TEXT SECTION:
((
For Crees things are different. I have a Streamlight Tasklight 3AA that WAS an off center ugly tinted LUXIII. It now has a Cree. It has a reflector that has light orange peel down near the led smoothing out as it gets close to the lense. It does NOT have a very nice beam!

I have a Cree'd Madmax in a 2AA M*g that has a pretty decent beam using the deep smooth reflector and head from a dead M*gled.

And I have two DX Cree modules that have MOP reflectors designed for the Cree and have damn nice beams!

And I say yet again... if you can't get a LOP or MOP or ??? for your incandescent light try frosting the bulb. My M*gcharger has a WA01160 bulb with light frost CNTERED in the reflector. It has what I consider to be a marvelous beam!

And I have a slightly more frosted WA01274 in another light CENTERED and is has a nice beam. I MUCH prefer the overdriven M*gcharger bulb in the MOP however!


----------



## peterharvey73 (Apr 28, 2011)

Hi Selfbuilt, you prefer smooth reflectors.
Can I ask you relatively how much "loss in throw" does the OP orange peel reflector cause? Esp say in a Jetbeam RRT-2?
Or what is the relative difference in throw between smooth and orange peel reflectors?
Eg if OP reflectors only lose 10% throw, I wouldn't be too concerned.
However, if OP reflectors lose 30% throw - I would start to get a little worried!
Do you have any data on exactly how much throw it loses???
Many thanks...


----------



## jellydonut (Apr 28, 2011)

OP is good for getting a 'smooth' beam. Smooth means unfocused, diffused.

In the beginning, I too was of the opinion that OP was good and smooth was bad, merely because Surefires had OP and Maglites had smooth.

What I have since realized is this;

A smooth reflector focuses the light source better. (obvious)
You can always diffuse or defocus a focused light source, using a filter, if you really want to.
))
SUPPLIED DATA:
((
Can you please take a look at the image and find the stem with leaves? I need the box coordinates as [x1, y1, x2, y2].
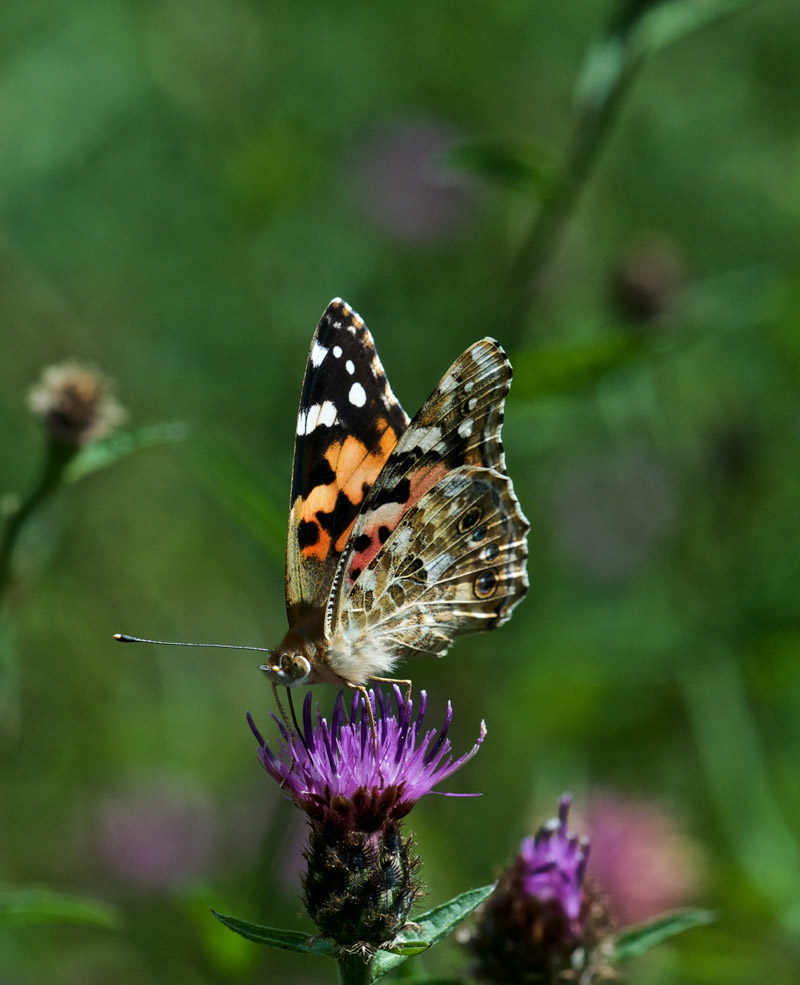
[0, 441, 78, 605]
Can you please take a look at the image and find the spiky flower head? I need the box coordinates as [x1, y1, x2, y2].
[468, 794, 607, 985]
[248, 688, 486, 948]
[28, 362, 125, 449]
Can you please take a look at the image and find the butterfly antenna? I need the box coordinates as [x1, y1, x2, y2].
[114, 633, 275, 653]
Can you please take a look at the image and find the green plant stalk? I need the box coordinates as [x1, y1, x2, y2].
[336, 954, 372, 985]
[0, 441, 79, 606]
[507, 38, 640, 345]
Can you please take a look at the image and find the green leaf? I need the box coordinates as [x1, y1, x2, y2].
[631, 0, 756, 57]
[440, 141, 557, 200]
[372, 886, 494, 980]
[64, 421, 189, 482]
[211, 910, 339, 957]
[0, 887, 120, 929]
[576, 0, 757, 106]
[609, 910, 714, 964]
[511, 333, 644, 400]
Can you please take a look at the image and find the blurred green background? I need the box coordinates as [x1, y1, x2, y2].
[0, 0, 800, 985]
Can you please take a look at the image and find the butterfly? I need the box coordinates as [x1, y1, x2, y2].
[261, 298, 529, 692]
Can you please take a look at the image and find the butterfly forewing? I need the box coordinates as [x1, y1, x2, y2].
[286, 299, 408, 626]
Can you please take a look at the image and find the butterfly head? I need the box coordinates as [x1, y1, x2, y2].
[259, 652, 311, 687]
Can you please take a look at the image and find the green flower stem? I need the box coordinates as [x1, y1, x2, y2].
[0, 441, 78, 605]
[507, 35, 639, 345]
[336, 954, 372, 985]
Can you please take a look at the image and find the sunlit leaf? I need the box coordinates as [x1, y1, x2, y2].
[511, 333, 644, 399]
[0, 887, 120, 929]
[211, 910, 338, 957]
[372, 886, 494, 979]
[64, 421, 189, 482]
[188, 440, 286, 564]
[442, 141, 556, 199]
[609, 910, 714, 964]
[632, 0, 757, 56]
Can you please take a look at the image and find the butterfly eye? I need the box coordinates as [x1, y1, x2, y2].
[472, 571, 497, 599]
[458, 506, 483, 534]
[287, 654, 311, 681]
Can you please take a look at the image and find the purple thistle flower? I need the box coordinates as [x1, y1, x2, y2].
[248, 687, 486, 949]
[469, 794, 608, 985]
[248, 686, 486, 830]
[519, 794, 589, 939]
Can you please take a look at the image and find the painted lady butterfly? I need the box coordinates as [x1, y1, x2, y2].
[261, 299, 529, 688]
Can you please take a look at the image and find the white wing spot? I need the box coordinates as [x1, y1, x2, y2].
[297, 400, 336, 434]
[349, 383, 367, 407]
[311, 342, 328, 369]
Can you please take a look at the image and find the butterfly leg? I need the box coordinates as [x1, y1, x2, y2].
[370, 677, 413, 704]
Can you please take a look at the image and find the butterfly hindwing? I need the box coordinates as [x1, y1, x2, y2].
[286, 299, 408, 625]
[326, 339, 511, 632]
[331, 465, 528, 679]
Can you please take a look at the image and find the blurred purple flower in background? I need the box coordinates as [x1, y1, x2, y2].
[348, 120, 473, 243]
[581, 791, 703, 926]
[467, 795, 609, 985]
[97, 776, 218, 889]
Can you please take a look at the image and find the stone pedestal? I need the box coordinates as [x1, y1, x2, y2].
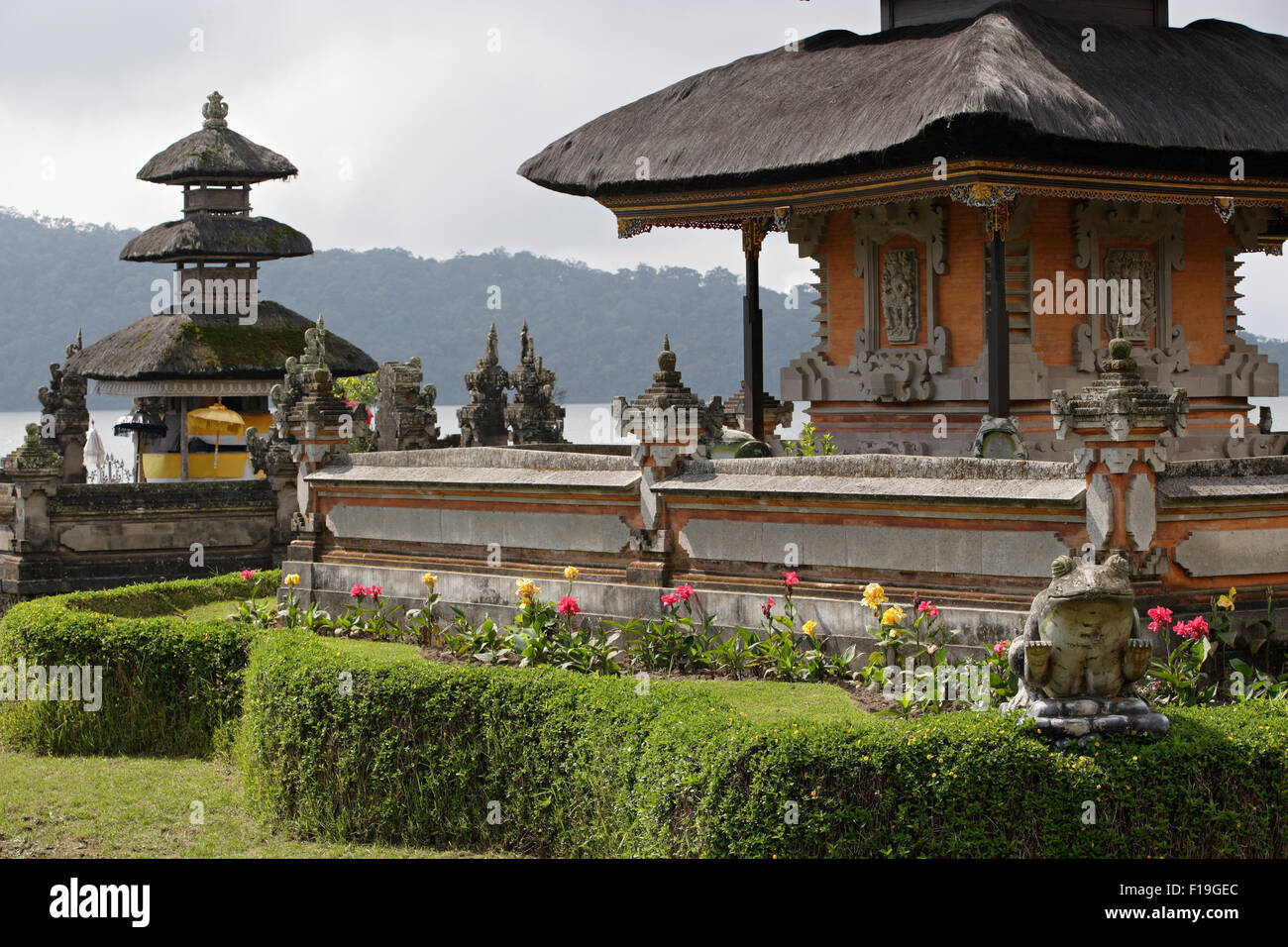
))
WHAT THE TASK REQUIRES: In the flashlight forum thread, what kind of reflectors do the two DX Cree modules have?

THE COMPLETED TASK: MOP reflectors designed for the Cree.